Copy each of the following rows character for character, without changing anything.
☆ ☆ ☆ ☆
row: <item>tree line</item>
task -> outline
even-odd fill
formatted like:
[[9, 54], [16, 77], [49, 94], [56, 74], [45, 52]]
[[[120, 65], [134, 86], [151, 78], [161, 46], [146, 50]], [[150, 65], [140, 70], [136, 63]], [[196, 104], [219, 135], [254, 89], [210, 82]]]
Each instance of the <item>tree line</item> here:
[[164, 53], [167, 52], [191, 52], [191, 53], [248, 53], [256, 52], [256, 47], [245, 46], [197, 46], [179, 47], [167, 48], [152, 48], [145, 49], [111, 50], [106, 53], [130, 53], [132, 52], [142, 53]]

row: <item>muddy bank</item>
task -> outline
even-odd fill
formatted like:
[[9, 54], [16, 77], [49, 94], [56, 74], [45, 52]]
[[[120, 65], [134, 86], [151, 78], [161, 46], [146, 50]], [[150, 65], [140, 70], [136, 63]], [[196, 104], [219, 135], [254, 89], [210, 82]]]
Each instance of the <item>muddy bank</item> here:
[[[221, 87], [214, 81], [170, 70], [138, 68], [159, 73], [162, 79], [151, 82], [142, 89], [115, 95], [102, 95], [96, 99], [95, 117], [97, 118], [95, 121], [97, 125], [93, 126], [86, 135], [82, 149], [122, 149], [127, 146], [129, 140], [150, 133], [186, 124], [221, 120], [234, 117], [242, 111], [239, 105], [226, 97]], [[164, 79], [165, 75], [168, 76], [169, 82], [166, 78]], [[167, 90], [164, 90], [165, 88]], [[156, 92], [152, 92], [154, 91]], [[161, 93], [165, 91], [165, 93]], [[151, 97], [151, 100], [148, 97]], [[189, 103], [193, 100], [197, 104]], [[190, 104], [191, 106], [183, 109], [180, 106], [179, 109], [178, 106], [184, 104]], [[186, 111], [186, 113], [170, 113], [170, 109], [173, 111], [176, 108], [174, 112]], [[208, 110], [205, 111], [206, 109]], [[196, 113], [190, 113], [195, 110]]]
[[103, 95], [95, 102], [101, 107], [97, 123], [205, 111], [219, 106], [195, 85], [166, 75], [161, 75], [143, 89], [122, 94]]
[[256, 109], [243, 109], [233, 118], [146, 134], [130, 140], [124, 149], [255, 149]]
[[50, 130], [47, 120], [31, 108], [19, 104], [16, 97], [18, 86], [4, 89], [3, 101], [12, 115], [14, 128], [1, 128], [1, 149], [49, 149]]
☆ ☆ ☆ ☆
*Solution to this task:*
row: <item>tree line</item>
task -> outline
even-odd fill
formatted like:
[[9, 54], [16, 77], [49, 94], [56, 74], [45, 52]]
[[[120, 65], [134, 86], [151, 78], [161, 46], [146, 50]], [[150, 65], [140, 70], [136, 63]], [[196, 104], [219, 135], [254, 89], [210, 82]]]
Each instance of the <item>tree line</item> here:
[[164, 53], [167, 52], [191, 52], [191, 53], [248, 53], [256, 52], [256, 47], [245, 46], [197, 46], [179, 47], [167, 48], [152, 48], [145, 49], [111, 50], [106, 53], [130, 53], [132, 52], [142, 53]]

row: <item>muddy bank</item>
task -> outline
even-odd fill
formatted like:
[[9, 54], [16, 77], [49, 94], [56, 74], [45, 52]]
[[[120, 65], [134, 86], [151, 78], [161, 46], [146, 50]], [[150, 65], [140, 70], [136, 63]], [[196, 104], [219, 135], [254, 89], [210, 82]]]
Each instance of the <item>muddy bank</item> here:
[[[221, 87], [214, 81], [170, 70], [138, 68], [159, 73], [162, 79], [151, 82], [142, 89], [115, 95], [102, 95], [96, 99], [95, 117], [97, 118], [95, 121], [97, 125], [93, 126], [86, 135], [82, 149], [122, 149], [127, 146], [129, 140], [150, 133], [186, 124], [221, 120], [234, 117], [242, 111], [239, 105], [226, 97]], [[164, 79], [165, 75], [168, 76], [169, 82], [166, 78]], [[167, 90], [164, 90], [165, 88]], [[156, 92], [152, 92], [154, 91]], [[161, 93], [165, 91], [165, 93]], [[151, 97], [151, 100], [148, 97]], [[189, 103], [193, 100], [197, 104]], [[190, 104], [191, 106], [183, 109], [180, 106], [179, 109], [178, 106], [184, 104]], [[186, 111], [186, 113], [170, 113], [170, 109], [173, 111], [176, 108], [174, 112]], [[208, 110], [205, 111], [206, 109]], [[196, 113], [190, 113], [195, 110]]]
[[103, 95], [95, 102], [101, 107], [97, 123], [205, 111], [219, 106], [195, 85], [166, 75], [161, 75], [143, 89], [122, 94]]
[[256, 109], [243, 109], [233, 118], [146, 134], [130, 140], [124, 149], [255, 149]]
[[50, 130], [47, 120], [31, 108], [19, 104], [16, 97], [18, 86], [4, 89], [3, 101], [12, 115], [14, 128], [1, 128], [1, 149], [49, 149]]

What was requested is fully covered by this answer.